Earlier this year, I participated in Sunlight Foundation’s PDF Liberation hackathon — a hackathon created (like the name suggests) to liberate valuable information both government and otherwise, from Portable Document Formats (PDFs). Working under the umbrella of OpenJC — a Code for America local chapter that supports civic hacking in Jersey City, NJ we created an interactive budget for the City of Jersey City, as part of the PDF Liberation challenges/projects. This interactive budget was our first project at the newly formed Code for America chapter and was developed to introduce and foster a collaboration between city government, residents and the local technology community.
The main goal of the project was to help the public become more educated about the budget process and city finances and ultimately become more involved in budget discussions. It was to illustrate how the government can be open and how open government can bring value to the community. Inspired by the OpenSpending project and the participatory Open Budget in Oakland, the OpenJC team began to build an interactive web based visualization and soon realized that preparing the data will be laborious and full of obstacles. Historical financial data for the city data was available on the official city website in the form of 37 scanned PDF (Portable Document Format) documents and a total of 3,871 pages. The city budget alone was a 100+ page PDF document, which needed to be converted to a machine readable format. OpenJC contemplated crowdsourcing and reaching out to residents to volunteer to manually convert the data to spreadsheets. Fortunately, on January 17th 2014, Sunlight Foundation together with Public Sector Credit Solutions , organized a national PDF Liberation Hackathon dedicated to improving open source tools for PDF extraction. The event was hosted in six cities, New York, Washington DC, San Francisco, Chicago and Oklahoma. In addition to providing a list of tools for working with PDF documents, in New York, developers from Tabula offered on site support.

• Data section
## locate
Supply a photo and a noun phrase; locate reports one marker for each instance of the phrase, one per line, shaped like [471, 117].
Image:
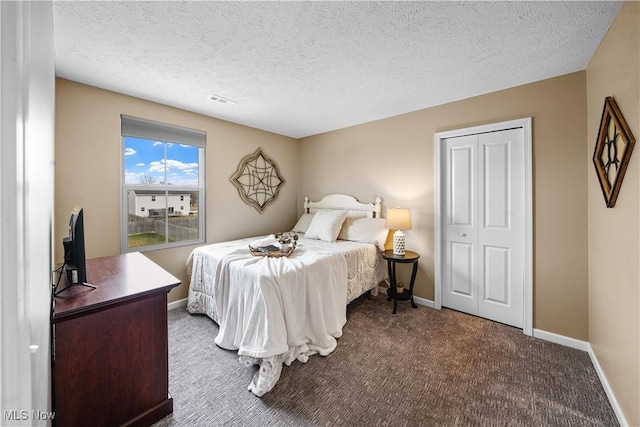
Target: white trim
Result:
[561, 339]
[423, 301]
[607, 388]
[177, 304]
[419, 301]
[525, 124]
[585, 346]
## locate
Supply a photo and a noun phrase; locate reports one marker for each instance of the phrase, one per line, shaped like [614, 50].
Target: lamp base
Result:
[398, 243]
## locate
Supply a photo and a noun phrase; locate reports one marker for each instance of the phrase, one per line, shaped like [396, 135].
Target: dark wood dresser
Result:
[110, 358]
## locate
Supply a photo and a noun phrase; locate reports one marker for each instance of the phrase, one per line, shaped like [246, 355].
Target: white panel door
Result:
[461, 215]
[484, 225]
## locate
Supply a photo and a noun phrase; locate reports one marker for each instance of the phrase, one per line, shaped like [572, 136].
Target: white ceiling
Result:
[303, 68]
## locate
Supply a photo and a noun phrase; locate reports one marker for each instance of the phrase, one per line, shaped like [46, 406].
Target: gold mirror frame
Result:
[258, 180]
[613, 150]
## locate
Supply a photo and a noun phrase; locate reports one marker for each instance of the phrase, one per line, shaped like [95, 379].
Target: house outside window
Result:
[163, 167]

• Task description
Answer these questions using the Jersey City budget text.
1. What kind of group is OpenJC?
2. How many scanned PDF documents held the city's historical financial data, and how many pages did they total?
3. Who provided on-site support in New York?

• The output
1. A Code for America local chapter that supports civic hacking in Jersey City, NJ.
2. 37 documents totaling 3,871 pages.
3. Developers from Tabula.